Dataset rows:
——————

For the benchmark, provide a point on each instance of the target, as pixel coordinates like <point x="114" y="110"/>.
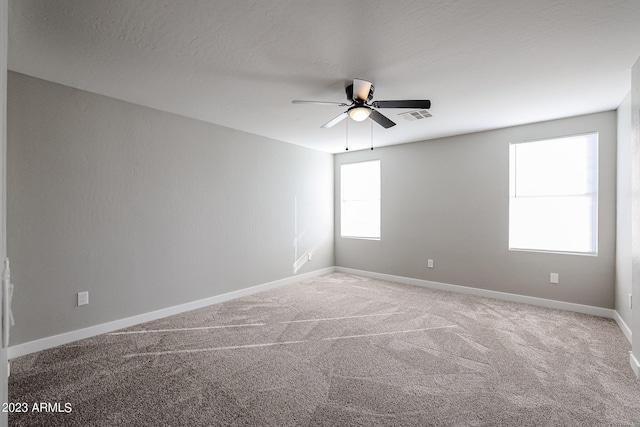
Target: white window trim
<point x="342" y="201"/>
<point x="596" y="197"/>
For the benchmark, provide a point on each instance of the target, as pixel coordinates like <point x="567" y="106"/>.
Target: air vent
<point x="416" y="115"/>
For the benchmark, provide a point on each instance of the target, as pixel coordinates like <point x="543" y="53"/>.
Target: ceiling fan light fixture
<point x="359" y="113"/>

——————

▸ **Instruction**:
Can you return every one of the entries above word for word, leaving the pictures out?

▸ **Response for this exercise**:
For the benchmark, provide a point on each instance of the target, as pixel coordinates like <point x="114" y="110"/>.
Target: white window trim
<point x="342" y="201"/>
<point x="596" y="197"/>
For the benchmark, provide a point on each instance of the target, as pixel coordinates like <point x="567" y="106"/>.
Target: air vent
<point x="416" y="115"/>
For the benchmark, provide a point on each instance of the target, as pixel coordinates like <point x="543" y="53"/>.
Target: ceiling fan light fixture
<point x="359" y="113"/>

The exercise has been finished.